***** PASAJE MOSTRADO *****

Lo que convierte a esa bacanal pirotécnica en algo aberrante es que institucionaliza una vez más —como si hiciera falta— la detestable costumbre paisa de anteponer el deseo propio al derecho de los demás. Si es un atropello —como lo es— que un vecino cierre una calle para bailar toda la noche sin importarle si alguien debe (o simplemente quiere) entrar o salir,descansar o leer, callar o dormir, también lo es entonces que se queme pólvora detonante sin importar que alguien descanse, esté enfermo o sufra por sus mascotas.
El segundo argumento de Pascual es más difícil de sostener todavía. Con ejemplos literarios nos explica lo que es evidente: que la pólvora ha estado omnipresente en las celebraciones paisas desde tiempos inmemoriales, y concluye que eso, sumado a la dulce nostalgia de la niñez que nos trae la pirotecnia, debería ser suficiente para entender y aceptar la Alborada.
Las navidades de la infancia también llegan a mi recuerdo con olor a chorrillos y papeletas. Y es una evocación que me hace feliz. Pero la dejo ahí, en el pasado, por la simple razón de que, al crecer, como médico en los pabellones de niños quemados, descubrí la arista perversa de esa tradición y entendí que un buen recuerdo no justifica una práctica odiosa.

***** DATOS *****

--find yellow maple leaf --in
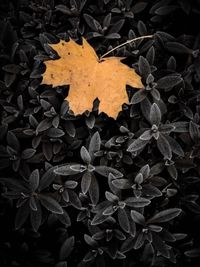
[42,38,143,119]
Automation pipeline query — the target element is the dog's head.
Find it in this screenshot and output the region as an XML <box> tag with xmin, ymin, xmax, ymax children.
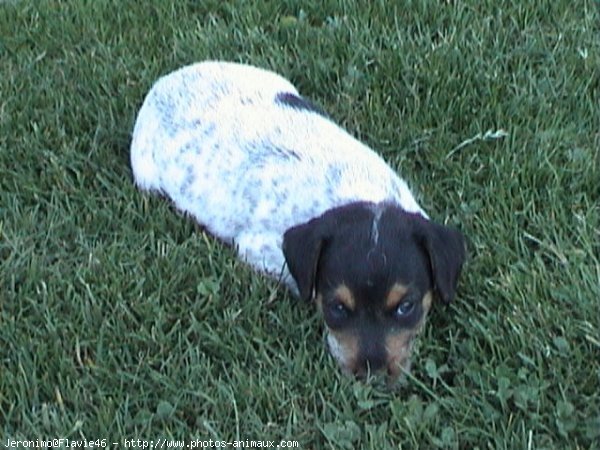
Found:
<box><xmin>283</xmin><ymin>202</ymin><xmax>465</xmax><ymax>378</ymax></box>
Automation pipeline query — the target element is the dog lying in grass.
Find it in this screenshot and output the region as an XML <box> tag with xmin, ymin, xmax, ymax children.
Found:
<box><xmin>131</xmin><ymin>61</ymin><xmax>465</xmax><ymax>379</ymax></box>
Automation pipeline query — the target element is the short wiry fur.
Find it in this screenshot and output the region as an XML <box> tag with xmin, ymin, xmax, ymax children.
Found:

*****

QUÉ HACER –
1. Según el pasaje sobre la pólvora, ¿en qué lugar descubrió quien narra la arista perversa de la tradición?
2. Reescribe como lista breve el párrafo del pasaje sobre la pólvora que empieza con "El segundo argumento de Pascual", conservando sus datos principales.

RESULTADOS POR TAREA –
1. En los pabellones de niños quemados, donde trabajaba como médico.

2.
- El segundo argumento de Pascual es aún más difícil de sostener.
- Con ejemplos literarios, Pascual explica algo evidente: la pólvora ha estado presente en las celebraciones paisas desde tiempos inmemoriales.
- Concluye que esa presencia, junto con la nostalgia de la niñez que trae la pirotecnia, debería bastar para entender y aceptar la Alborada.